(Record excerpts begins)
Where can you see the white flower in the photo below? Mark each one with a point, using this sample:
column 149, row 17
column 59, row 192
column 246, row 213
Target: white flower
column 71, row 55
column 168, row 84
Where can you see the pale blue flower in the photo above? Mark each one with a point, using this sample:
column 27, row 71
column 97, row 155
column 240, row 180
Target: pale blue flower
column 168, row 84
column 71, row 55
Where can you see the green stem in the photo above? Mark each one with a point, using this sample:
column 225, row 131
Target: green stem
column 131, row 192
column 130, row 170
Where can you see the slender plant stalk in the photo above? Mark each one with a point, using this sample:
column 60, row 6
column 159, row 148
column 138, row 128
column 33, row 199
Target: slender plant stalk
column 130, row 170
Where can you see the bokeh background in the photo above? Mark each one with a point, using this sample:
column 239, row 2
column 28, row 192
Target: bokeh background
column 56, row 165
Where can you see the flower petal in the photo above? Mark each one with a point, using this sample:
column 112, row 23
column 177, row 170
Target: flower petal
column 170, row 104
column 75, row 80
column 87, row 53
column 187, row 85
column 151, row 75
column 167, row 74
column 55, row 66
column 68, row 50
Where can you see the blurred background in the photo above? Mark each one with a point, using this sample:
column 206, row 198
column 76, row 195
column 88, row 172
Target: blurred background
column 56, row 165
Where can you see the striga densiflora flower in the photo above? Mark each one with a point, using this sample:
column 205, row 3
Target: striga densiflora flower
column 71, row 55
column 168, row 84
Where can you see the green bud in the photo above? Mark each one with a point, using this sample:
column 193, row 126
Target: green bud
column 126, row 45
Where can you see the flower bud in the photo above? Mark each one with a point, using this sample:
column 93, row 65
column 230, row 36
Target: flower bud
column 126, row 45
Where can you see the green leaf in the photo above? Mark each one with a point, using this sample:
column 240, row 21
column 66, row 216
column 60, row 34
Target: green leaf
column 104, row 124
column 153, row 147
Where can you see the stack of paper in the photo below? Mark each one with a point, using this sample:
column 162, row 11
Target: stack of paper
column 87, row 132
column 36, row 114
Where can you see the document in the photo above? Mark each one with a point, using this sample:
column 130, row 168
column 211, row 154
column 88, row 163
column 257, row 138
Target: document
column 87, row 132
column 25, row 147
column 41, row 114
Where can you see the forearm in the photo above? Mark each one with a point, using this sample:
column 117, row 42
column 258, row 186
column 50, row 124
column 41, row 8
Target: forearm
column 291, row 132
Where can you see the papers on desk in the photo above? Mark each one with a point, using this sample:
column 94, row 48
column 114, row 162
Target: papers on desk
(Record excerpts ends)
# Work task:
Copy the lines of the listing exactly. Skip none.

# Task response:
Where can you see the white flower in the photo below? Mark each one with a point, using this sample:
column 149, row 17
column 59, row 192
column 246, row 213
Target: white flower
column 71, row 55
column 168, row 84
Where can you see the pale blue flower in the photo above? Mark each one with a point, using this sample:
column 27, row 71
column 97, row 155
column 240, row 180
Target: pale blue flower
column 168, row 84
column 71, row 55
Where can you see the green stem in the photo above? Mark each one with a point, using this sample:
column 225, row 131
Target: green stem
column 131, row 192
column 130, row 170
Where can you see the slender plant stalk in the photo above? Mark each one with a point, using this sample:
column 60, row 6
column 159, row 148
column 138, row 128
column 33, row 199
Target: slender plant stalk
column 130, row 170
Where can you see the bokeh background in the photo above? Mark each one with a point, using this sample:
column 239, row 2
column 28, row 192
Target: bokeh background
column 56, row 165
Where can you see the flower petal in the photo above? Mark each one with a point, using this sample:
column 112, row 23
column 177, row 170
Target: flower petal
column 170, row 104
column 75, row 80
column 87, row 53
column 187, row 85
column 151, row 75
column 167, row 74
column 55, row 66
column 68, row 50
Where can you see the blurred background in the photo above? Mark each one with a point, using this sample:
column 206, row 198
column 76, row 195
column 88, row 172
Target: blurred background
column 56, row 165
Where can you see the striga densiflora flower in the photo above? Mark each one with a point, using this sample:
column 205, row 3
Target: striga densiflora flower
column 71, row 55
column 168, row 84
Where can you see the green bud in the photo above? Mark each one with a point, using this sample:
column 193, row 126
Target: green bud
column 126, row 45
Where can you see the flower bud in the photo above? Mark each one with a point, using this sample:
column 93, row 65
column 230, row 36
Target: flower bud
column 126, row 45
Where can you see the green leaf in the photo above? Mark each one with a point, using this sample:
column 240, row 21
column 66, row 216
column 60, row 34
Target: green leaf
column 104, row 124
column 153, row 147
Where can you see the stack of paper in the photo below? Mark each one with a point, using this sample:
column 162, row 11
Target: stack of paper
column 87, row 132
column 36, row 114
Where can you see the document in the photo above? Mark each one with a point, using this sample:
column 130, row 168
column 211, row 154
column 88, row 163
column 257, row 138
Target: document
column 87, row 132
column 25, row 147
column 41, row 114
Where can you see the forearm in the photo above? Mark each one with a point, using this sample:
column 117, row 42
column 258, row 186
column 50, row 124
column 41, row 8
Target: forearm
column 291, row 132
Where can you see the papers on desk in the photo above? Mark each one with a point, using this sample:
column 94, row 48
column 114, row 162
Target: papers on desk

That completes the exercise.